-- Prompt --
Repeat the data exactly, every last line of it.

- - -

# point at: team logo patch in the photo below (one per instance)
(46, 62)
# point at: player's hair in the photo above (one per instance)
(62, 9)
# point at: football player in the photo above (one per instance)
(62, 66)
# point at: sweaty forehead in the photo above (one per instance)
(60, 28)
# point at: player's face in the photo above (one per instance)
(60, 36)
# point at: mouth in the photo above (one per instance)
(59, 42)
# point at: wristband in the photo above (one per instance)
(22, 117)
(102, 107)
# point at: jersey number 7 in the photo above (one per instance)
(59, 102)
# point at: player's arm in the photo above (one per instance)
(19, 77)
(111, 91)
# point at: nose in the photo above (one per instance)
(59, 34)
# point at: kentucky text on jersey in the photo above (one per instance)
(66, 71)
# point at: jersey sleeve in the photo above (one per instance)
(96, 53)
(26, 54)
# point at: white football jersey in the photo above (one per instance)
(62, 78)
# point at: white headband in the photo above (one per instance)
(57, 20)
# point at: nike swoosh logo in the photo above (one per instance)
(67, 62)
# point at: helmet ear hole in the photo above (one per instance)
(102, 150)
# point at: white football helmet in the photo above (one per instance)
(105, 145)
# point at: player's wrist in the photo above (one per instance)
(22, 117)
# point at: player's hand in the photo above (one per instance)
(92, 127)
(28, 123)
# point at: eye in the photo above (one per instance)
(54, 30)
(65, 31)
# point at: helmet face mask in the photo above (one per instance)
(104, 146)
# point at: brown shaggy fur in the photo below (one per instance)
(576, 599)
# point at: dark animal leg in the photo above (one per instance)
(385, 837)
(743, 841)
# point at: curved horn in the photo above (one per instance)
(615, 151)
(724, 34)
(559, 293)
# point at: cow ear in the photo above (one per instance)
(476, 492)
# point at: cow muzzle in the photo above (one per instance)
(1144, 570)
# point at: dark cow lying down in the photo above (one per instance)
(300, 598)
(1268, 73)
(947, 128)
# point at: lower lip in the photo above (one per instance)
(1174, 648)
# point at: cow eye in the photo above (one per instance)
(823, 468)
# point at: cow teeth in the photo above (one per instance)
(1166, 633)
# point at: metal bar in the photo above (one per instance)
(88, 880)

- - -

-- Output --
# point at: team logo patch in the photo below (one per instance)
(46, 62)
# point at: player's hair in the photo above (one per instance)
(62, 9)
# point at: football player in the photo above (one per instance)
(62, 66)
# point at: sweaty forehead in the photo above (one per instance)
(60, 28)
# point at: player's face in the photo above (one per instance)
(60, 36)
# point at: mouth in the photo above (one per instance)
(59, 42)
# point at: wristband in the photo above (one per instance)
(22, 117)
(102, 107)
# point at: jersey number 7 in the photo above (one per instance)
(59, 102)
# point at: player's arm in the photo above (one per instance)
(19, 77)
(111, 91)
# point at: nose in the photo above (one per instance)
(59, 34)
# point at: kentucky text on jersey in the photo above (one per instance)
(66, 71)
# point at: jersey sleeve in the photo above (one per instance)
(96, 53)
(26, 54)
# point at: white football jersey in the photo above (one per instance)
(62, 78)
# point at: white headband in the photo above (one per instance)
(57, 20)
# point at: nike swoosh logo in the photo above (one per instance)
(67, 62)
# point at: helmet ear hole in the photo above (one per instance)
(102, 150)
# point at: white football helmet in the photo above (one per instance)
(105, 145)
# point at: player's wrist in the photo above (one per instance)
(22, 117)
# point at: player's hand in the photo above (one per instance)
(92, 127)
(28, 123)
# point at: eye in the photo above (one per instance)
(54, 30)
(65, 31)
# point at: helmet face mask in the photo above (one per instance)
(104, 146)
# point at: brown shaggy fur in the photo below (one per instance)
(576, 599)
# point at: dark animal leg in the photo above (one per instance)
(385, 837)
(743, 841)
# point at: curved horn in the photo above (one per instance)
(615, 151)
(724, 34)
(559, 293)
# point at: cow ear in the photo above (one per instance)
(476, 492)
# point at: cow muzzle in the photo above (one per instance)
(1144, 570)
# point at: dark cow lying down in the photo above (one per instance)
(300, 598)
(1268, 73)
(947, 128)
# point at: lower lip in the photo above (one per instance)
(1174, 648)
# point at: cow eye in the photo above (one per instance)
(823, 468)
# point at: cow teeth in the photo above (one per instance)
(1166, 633)
# point at: metal bar in the photo above (one per instance)
(88, 880)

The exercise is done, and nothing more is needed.